#### [The task]
Convert every line of the records into a Markdown table with two columns, Row and Line, and skip any blank lines. Leave the pictures out.

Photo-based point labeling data
============================================================

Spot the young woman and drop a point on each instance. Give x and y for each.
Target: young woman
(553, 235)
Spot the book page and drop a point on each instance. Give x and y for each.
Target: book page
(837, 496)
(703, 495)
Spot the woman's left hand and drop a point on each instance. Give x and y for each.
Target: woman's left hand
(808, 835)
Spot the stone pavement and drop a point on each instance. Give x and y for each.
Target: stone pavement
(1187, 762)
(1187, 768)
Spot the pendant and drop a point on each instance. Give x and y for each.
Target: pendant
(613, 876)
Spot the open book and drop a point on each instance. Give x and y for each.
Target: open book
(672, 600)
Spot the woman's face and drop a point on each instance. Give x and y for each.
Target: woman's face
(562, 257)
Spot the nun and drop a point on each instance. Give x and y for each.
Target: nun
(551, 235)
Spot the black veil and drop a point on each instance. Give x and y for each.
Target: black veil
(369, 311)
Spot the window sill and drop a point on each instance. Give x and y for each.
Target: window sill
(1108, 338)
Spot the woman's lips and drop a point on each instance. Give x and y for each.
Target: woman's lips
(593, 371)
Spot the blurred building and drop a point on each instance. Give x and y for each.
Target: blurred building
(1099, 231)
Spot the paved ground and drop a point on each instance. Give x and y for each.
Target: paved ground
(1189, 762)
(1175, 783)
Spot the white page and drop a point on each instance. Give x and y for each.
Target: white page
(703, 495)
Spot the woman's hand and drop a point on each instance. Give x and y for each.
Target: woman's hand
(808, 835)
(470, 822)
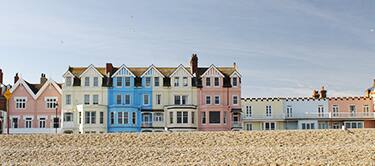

============================================================

#### [Completed task]
| Row | Line |
|---|---|
| 1 | Spot the young woman and drop a point on each instance. Give x and y for each. |
| 2 | Target: young woman |
| 3 | (553, 235) |
| 4 | Spot the book page and drop a point on each instance. Give x and y for each. |
| 5 | Target: book page |
| 6 | (837, 496) |
| 7 | (703, 495) |
| 8 | Spot the woman's left hand and drop a point on each instance. Give x and y for each. |
| 9 | Target: woman's left hand |
| 10 | (808, 835) |
| 11 | Spot the stone pavement and drop a point on each instance. Give x and y for each. |
| 12 | Target: stone pavement |
| 13 | (1187, 762) |
| 14 | (1187, 768) |
| 15 | Spot the pendant and drop a point on each instance. Give x and y for each. |
| 16 | Target: pendant |
| 17 | (613, 876) |
| 18 | Spot the open book and drop a point on each instance. Give x and y for each. |
| 19 | Target: open book |
| 20 | (672, 600) |
| 21 | Spot the woman's face and drop a point on each instance. Give x and y for each. |
| 22 | Target: woman's face |
| 23 | (562, 257) |
| 24 | Spot the nun and drop a point on each instance. Give x and y for each. |
| 25 | Target: nun |
| 26 | (551, 235) |
| 27 | Spot the black veil and drop a point on each instance. Give x and y for each. |
| 28 | Target: black veil |
| 29 | (369, 311) |
| 30 | Spot the window sill and drop a point on each instance. Give x and y for each. |
| 31 | Target: window sill |
| 32 | (1108, 338) |
| 33 | Spot the woman's lips and drop a point on each instance. Give x and y for each. |
| 34 | Target: woman's lips |
| 35 | (593, 371) |
| 36 | Spot the blurred building and drop a point on each instance. Give x and y for each. |
| 37 | Target: blurred building |
| 38 | (1099, 231) |
| 39 | Spot the paved ground and drop a point on each instance. Give x and y for each. |
| 40 | Target: paved ground |
| 41 | (1189, 762) |
| 42 | (1175, 783) |
| 43 | Spot the white page and drop a point on each instance. Give x and y for each. |
| 44 | Target: white page |
| 45 | (703, 495) |
| 46 | Spot the woman's hand and drop a point on each instance. Give x and y for each. |
| 47 | Target: woman's hand |
| 48 | (808, 835) |
| 49 | (470, 822) |